### Exercise requirements:
From the first line to the last, print the data exactly.

### Record extracts:

_ _ _ _ _ _ _

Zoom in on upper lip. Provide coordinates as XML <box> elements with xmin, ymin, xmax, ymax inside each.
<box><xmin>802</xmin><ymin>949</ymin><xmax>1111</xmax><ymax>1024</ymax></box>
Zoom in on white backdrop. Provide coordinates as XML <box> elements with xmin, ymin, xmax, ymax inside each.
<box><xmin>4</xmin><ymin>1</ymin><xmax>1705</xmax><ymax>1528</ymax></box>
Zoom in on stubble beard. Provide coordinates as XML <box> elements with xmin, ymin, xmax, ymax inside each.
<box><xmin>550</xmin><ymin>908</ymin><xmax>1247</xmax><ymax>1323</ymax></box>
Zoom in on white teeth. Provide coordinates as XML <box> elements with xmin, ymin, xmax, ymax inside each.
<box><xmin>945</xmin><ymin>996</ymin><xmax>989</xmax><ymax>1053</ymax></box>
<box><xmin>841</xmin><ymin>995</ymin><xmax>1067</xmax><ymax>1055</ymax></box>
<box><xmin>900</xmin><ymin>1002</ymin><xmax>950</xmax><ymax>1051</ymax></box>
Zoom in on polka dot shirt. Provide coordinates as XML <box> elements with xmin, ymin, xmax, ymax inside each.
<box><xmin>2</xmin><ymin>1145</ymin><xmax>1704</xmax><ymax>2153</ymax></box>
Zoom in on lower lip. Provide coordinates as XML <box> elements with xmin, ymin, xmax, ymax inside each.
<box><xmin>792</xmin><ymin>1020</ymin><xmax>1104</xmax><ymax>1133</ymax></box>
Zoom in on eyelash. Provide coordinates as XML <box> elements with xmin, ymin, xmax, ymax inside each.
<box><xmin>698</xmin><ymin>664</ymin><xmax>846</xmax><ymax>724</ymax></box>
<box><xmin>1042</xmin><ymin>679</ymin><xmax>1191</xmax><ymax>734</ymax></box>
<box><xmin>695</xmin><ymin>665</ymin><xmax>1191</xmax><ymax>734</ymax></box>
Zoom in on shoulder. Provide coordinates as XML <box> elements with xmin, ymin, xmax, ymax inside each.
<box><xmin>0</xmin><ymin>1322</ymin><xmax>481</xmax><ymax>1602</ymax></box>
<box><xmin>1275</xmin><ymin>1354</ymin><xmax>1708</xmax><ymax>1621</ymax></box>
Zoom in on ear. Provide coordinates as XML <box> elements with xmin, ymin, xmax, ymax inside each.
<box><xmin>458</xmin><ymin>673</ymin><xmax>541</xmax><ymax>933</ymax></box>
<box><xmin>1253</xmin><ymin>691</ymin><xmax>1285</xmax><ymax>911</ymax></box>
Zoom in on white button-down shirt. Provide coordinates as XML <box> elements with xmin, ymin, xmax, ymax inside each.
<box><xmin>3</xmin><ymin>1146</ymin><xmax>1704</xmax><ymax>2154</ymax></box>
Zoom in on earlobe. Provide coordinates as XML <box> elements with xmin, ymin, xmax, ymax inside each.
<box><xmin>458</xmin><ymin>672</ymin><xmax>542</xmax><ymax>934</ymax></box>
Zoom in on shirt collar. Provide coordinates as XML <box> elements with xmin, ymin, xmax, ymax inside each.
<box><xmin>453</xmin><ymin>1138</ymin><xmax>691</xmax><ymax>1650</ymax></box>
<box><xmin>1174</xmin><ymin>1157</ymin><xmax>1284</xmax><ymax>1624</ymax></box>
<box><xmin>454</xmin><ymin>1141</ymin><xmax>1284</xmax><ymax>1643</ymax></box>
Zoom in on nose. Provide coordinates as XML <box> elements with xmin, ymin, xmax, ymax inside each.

_ _ _ _ _ _ _

### Result of the task:
Zoom in on upper lip. Provide coordinates as XML <box> elements with xmin, ymin, xmax, ymax inside each.
<box><xmin>802</xmin><ymin>949</ymin><xmax>1111</xmax><ymax>1024</ymax></box>
Zoom in on white backdrop. Provide coordinates as XML <box> elements with xmin, ymin, xmax, ymax inside each.
<box><xmin>4</xmin><ymin>1</ymin><xmax>1705</xmax><ymax>1528</ymax></box>
Zoom in on stubble beard. Provide coordinates as XML <box> elements with xmin, ymin, xmax, ymax inside each.
<box><xmin>550</xmin><ymin>908</ymin><xmax>1247</xmax><ymax>1323</ymax></box>
Zoom in on white teeth. Provide coordinates as XML <box> elements with xmin, ymin, xmax, ymax inside each.
<box><xmin>945</xmin><ymin>996</ymin><xmax>989</xmax><ymax>1053</ymax></box>
<box><xmin>841</xmin><ymin>995</ymin><xmax>1067</xmax><ymax>1055</ymax></box>
<box><xmin>900</xmin><ymin>1002</ymin><xmax>950</xmax><ymax>1051</ymax></box>
Zoom in on polka dot shirt. Provide coordinates as XML <box> elements with xmin, ymin, xmax, ymax inside each.
<box><xmin>2</xmin><ymin>1145</ymin><xmax>1704</xmax><ymax>2153</ymax></box>
Zoom in on lower lip. Provide coordinates as XML <box> elements with xmin, ymin, xmax, ymax inside each.
<box><xmin>792</xmin><ymin>1020</ymin><xmax>1104</xmax><ymax>1133</ymax></box>
Zoom in on eyelash. Provide coordinates as XML <box> elements with xmin, ymin, xmax, ymax inside each.
<box><xmin>698</xmin><ymin>664</ymin><xmax>846</xmax><ymax>724</ymax></box>
<box><xmin>1042</xmin><ymin>679</ymin><xmax>1191</xmax><ymax>734</ymax></box>
<box><xmin>695</xmin><ymin>665</ymin><xmax>1191</xmax><ymax>734</ymax></box>
Zoom in on shoulder. Provide coordinates as XML <box> elements with xmin, ymin, xmax, ymax inside each.
<box><xmin>0</xmin><ymin>1322</ymin><xmax>481</xmax><ymax>1602</ymax></box>
<box><xmin>1275</xmin><ymin>1354</ymin><xmax>1708</xmax><ymax>1621</ymax></box>
Zoom in on ear. Provide coordinates as XML <box> elements with xmin, ymin, xmax, ymax inside each.
<box><xmin>458</xmin><ymin>673</ymin><xmax>541</xmax><ymax>933</ymax></box>
<box><xmin>1253</xmin><ymin>691</ymin><xmax>1285</xmax><ymax>911</ymax></box>
Zoom in on white button-down shirt. Provide coordinates as XML <box> elements with xmin, ymin, xmax, ymax inside each.
<box><xmin>3</xmin><ymin>1146</ymin><xmax>1704</xmax><ymax>2154</ymax></box>
Zoom in on earlobe. Provide coordinates as XML <box> elements with xmin, ymin, xmax, ymax inside each.
<box><xmin>458</xmin><ymin>672</ymin><xmax>542</xmax><ymax>934</ymax></box>
Zoom in on shirt collar. Provide coordinates as XML <box> elements with xmin, ymin, xmax, ymax inside each.
<box><xmin>453</xmin><ymin>1138</ymin><xmax>691</xmax><ymax>1650</ymax></box>
<box><xmin>1174</xmin><ymin>1157</ymin><xmax>1284</xmax><ymax>1624</ymax></box>
<box><xmin>454</xmin><ymin>1141</ymin><xmax>1284</xmax><ymax>1643</ymax></box>
Zoom in on nose. Provide coordinates as XML <box> elements with xmin, ymin, xmax, ymax inside each.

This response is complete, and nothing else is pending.